▸ **Directive**:
List every row below that contains the string "teeth", copying each one in full. Only matches in the same case count.

[Entries on locating named things]

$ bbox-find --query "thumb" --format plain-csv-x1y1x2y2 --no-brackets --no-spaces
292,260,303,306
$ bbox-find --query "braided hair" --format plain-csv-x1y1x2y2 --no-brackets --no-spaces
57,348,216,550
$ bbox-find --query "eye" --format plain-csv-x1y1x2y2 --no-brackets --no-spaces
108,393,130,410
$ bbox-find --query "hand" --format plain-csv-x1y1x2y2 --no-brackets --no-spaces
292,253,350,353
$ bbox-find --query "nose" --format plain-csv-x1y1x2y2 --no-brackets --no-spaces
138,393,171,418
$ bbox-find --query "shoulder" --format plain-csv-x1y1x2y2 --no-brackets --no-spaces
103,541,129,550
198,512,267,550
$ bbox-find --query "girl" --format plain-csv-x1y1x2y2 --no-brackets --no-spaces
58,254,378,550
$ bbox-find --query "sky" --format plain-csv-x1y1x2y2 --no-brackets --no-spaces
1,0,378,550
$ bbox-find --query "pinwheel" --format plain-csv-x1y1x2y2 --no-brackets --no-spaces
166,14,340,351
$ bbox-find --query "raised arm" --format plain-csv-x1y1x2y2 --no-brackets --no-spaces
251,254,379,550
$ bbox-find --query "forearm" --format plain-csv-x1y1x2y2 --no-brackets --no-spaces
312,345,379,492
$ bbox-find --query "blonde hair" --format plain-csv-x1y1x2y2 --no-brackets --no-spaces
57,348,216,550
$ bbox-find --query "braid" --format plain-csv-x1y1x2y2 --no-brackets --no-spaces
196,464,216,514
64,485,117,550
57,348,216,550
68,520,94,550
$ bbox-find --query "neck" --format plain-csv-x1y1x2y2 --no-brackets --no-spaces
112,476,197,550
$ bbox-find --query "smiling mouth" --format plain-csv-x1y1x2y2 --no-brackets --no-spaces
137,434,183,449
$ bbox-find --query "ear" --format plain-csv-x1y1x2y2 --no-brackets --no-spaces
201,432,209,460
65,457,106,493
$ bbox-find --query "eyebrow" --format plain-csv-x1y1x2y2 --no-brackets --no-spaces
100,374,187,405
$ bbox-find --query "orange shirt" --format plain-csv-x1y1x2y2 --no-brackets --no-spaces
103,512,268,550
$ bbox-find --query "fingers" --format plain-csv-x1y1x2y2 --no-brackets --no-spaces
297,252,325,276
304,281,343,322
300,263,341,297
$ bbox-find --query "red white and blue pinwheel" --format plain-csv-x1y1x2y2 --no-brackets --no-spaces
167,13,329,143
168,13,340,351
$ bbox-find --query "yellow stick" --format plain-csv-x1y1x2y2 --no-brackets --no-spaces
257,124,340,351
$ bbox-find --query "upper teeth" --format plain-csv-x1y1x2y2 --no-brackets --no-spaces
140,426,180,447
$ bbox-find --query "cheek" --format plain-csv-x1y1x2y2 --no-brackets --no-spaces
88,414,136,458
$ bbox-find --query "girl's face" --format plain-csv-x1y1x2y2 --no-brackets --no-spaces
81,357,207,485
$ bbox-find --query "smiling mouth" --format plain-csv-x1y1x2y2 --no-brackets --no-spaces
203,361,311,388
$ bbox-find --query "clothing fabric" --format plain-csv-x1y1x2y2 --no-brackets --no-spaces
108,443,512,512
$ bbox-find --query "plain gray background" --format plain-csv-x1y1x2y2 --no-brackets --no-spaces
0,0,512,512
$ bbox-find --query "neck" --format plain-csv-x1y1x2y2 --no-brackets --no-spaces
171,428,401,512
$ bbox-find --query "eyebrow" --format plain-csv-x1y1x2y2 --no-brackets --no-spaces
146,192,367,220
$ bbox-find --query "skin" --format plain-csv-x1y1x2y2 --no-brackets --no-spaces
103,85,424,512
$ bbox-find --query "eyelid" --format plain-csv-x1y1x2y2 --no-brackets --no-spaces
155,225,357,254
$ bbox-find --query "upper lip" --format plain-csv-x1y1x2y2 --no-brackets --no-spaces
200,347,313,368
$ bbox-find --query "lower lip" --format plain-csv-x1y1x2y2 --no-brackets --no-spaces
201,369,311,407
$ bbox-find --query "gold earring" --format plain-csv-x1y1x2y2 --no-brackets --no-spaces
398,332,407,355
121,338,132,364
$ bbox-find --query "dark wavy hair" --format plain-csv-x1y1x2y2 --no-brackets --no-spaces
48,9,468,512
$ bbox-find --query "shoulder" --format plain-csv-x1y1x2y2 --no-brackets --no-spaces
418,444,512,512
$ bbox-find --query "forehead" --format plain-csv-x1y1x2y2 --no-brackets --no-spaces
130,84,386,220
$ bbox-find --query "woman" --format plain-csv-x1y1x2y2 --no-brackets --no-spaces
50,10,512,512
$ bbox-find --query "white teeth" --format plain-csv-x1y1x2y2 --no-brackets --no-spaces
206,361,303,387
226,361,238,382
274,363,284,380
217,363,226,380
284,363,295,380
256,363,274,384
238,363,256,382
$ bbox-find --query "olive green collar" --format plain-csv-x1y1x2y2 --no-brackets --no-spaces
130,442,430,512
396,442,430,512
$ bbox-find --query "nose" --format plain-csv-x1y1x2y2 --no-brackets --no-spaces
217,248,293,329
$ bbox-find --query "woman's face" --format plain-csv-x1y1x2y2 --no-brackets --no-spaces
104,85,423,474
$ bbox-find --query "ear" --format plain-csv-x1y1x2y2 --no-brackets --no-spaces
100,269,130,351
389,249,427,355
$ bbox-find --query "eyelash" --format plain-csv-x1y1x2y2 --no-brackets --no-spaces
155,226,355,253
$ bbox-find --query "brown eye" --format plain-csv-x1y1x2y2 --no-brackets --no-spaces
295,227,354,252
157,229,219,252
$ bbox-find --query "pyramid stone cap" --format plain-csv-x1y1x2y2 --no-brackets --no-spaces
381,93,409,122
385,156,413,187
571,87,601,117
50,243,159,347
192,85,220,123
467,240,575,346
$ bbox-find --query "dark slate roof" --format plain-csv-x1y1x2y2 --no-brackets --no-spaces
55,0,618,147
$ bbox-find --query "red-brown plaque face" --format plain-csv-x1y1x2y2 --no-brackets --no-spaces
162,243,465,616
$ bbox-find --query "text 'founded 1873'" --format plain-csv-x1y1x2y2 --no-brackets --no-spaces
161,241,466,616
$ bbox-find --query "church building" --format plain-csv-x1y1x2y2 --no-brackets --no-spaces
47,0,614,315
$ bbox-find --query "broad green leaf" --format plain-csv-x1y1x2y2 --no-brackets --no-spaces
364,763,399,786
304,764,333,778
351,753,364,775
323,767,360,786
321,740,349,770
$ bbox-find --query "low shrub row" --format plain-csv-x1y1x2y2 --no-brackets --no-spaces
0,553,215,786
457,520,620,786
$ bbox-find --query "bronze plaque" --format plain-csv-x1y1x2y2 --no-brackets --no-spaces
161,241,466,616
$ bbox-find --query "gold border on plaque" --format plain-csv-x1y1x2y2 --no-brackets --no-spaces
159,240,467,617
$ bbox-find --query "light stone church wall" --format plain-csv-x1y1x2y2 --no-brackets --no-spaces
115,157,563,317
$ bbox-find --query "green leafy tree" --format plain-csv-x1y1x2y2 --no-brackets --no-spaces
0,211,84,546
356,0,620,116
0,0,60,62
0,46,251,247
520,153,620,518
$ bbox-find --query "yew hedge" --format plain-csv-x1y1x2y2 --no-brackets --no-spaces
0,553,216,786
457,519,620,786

▸ **Answer below**:
$ bbox-find --query "upper teeth" --format plain-csv-x1y1x2y2 --no-brackets --no-spaces
$ bbox-find --query "white teeth" --format plain-csv-x1y1x2y2 --no-brackets --no-spaces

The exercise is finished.